# PAGE TEXT
* * * * *

In Token Exchange terms, here app is the actor, the subject identity linked to the token is the test user, and the audience for the new token being requested would be the https://tasks.app.example.org/api API.

So app would do a request like the following:

$ export ACTOR_ID=https://app.example.org/api
$ export ACTOR_SECRET=...
$ export AUDIENCE=https://tasks.example.org/api

$ curl -s -u $ACTOR_ID:$ACTOR_SECRET \
    -d grant_type=urn:ietf:params:oauth:grant-type:token-exchange \
    -d audience=$AUDIENCE \
    -d subject_token=$SUBJECT_TOKEN \ # This token was received from the initial client 
    -d scope="openid profile read-tasks" \
    $IAM_TOKEN_ENDPOINT | tee /tmp/response | jq

Note that app requests an additional scope, read-tasks, to interact with the downstream service.

Since app is a trusted client for token exchange, the IAM responds with the following JSON:

{
  "access_token": "eyJra...",
  "token_type": "Bearer",
  "expires_in": 3599,
  "scope": "openid profile read-tasks",
  "issued_token_type": "urn:ietf:params:oauth:token-type:jwt"

* * * * *

# MATERIAL SUPPLIED
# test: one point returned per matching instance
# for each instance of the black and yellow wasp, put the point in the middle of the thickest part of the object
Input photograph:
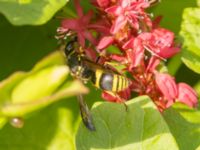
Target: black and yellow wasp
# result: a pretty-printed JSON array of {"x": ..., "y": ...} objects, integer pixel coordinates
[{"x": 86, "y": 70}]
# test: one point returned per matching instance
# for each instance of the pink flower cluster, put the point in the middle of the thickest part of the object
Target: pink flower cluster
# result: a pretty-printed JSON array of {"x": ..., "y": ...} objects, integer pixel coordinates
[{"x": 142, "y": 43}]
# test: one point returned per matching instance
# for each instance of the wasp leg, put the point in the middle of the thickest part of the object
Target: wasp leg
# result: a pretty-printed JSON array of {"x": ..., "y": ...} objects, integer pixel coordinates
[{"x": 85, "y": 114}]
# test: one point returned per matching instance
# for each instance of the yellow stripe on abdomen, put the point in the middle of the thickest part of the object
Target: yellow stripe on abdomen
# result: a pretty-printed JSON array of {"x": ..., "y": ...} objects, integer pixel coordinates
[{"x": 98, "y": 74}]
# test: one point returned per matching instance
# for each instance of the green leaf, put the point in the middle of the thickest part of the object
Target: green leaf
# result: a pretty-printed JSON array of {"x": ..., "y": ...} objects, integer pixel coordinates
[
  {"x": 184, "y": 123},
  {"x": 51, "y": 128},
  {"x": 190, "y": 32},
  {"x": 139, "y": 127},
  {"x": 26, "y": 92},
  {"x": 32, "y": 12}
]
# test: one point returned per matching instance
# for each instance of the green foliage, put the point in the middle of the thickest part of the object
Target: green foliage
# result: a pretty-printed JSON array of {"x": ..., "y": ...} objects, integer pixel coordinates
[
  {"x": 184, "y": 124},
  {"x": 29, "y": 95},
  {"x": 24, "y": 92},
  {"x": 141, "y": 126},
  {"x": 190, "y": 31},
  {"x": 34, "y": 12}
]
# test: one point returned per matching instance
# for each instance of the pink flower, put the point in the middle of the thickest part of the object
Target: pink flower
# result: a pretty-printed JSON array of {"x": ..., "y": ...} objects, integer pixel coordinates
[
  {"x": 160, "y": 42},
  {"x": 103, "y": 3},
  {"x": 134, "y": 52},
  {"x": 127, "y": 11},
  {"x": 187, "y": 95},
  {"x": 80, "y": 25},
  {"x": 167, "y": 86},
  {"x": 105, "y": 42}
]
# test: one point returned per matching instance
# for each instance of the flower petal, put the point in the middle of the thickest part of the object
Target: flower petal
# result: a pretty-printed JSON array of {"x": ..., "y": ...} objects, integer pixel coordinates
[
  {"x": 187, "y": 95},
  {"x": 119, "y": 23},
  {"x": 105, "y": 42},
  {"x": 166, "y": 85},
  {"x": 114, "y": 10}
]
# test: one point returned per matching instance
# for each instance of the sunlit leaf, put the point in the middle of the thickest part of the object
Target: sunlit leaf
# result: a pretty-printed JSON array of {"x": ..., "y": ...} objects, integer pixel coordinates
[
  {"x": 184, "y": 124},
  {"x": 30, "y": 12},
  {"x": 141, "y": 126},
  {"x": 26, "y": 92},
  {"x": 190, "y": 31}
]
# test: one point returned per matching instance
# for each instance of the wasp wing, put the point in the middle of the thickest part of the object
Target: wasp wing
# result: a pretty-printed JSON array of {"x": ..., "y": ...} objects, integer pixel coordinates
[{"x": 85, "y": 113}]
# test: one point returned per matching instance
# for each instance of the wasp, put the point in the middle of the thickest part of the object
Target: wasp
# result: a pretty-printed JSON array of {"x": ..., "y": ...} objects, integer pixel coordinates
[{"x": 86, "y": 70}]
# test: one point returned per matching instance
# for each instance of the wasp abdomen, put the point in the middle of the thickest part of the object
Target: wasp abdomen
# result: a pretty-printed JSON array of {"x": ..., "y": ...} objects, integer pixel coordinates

* * * * *

# WHAT IS EXPECTED
Please pick up the token exchange walkthrough from where it stops and carry it forward.

# ANSWER TO THIS PROBLEM
}

And app can use the newly issued access token to invoke services on https://task-app.example.org/api on behalf of user test:

$ curl -H "Authorization: Bearer eyJra..." http://tasks.example.org/api

Trust

Clients that have the token exchange grant enabled are considered trusted clients i.e., no explicit grant from the user is needed to grant access to client scopes. For IAM system scopes, however, these can be "exchanged" only if linked to the original subject token.

Limitation and known issues

The current implementation of Token Exchange in Indigo IAM has the following limitations:

  • Delegation is not yet supported: if actor_token or the want_composite

    parameters are specified within the request, an error response is returned by

    the authorization server;

  • The resource field is ignored.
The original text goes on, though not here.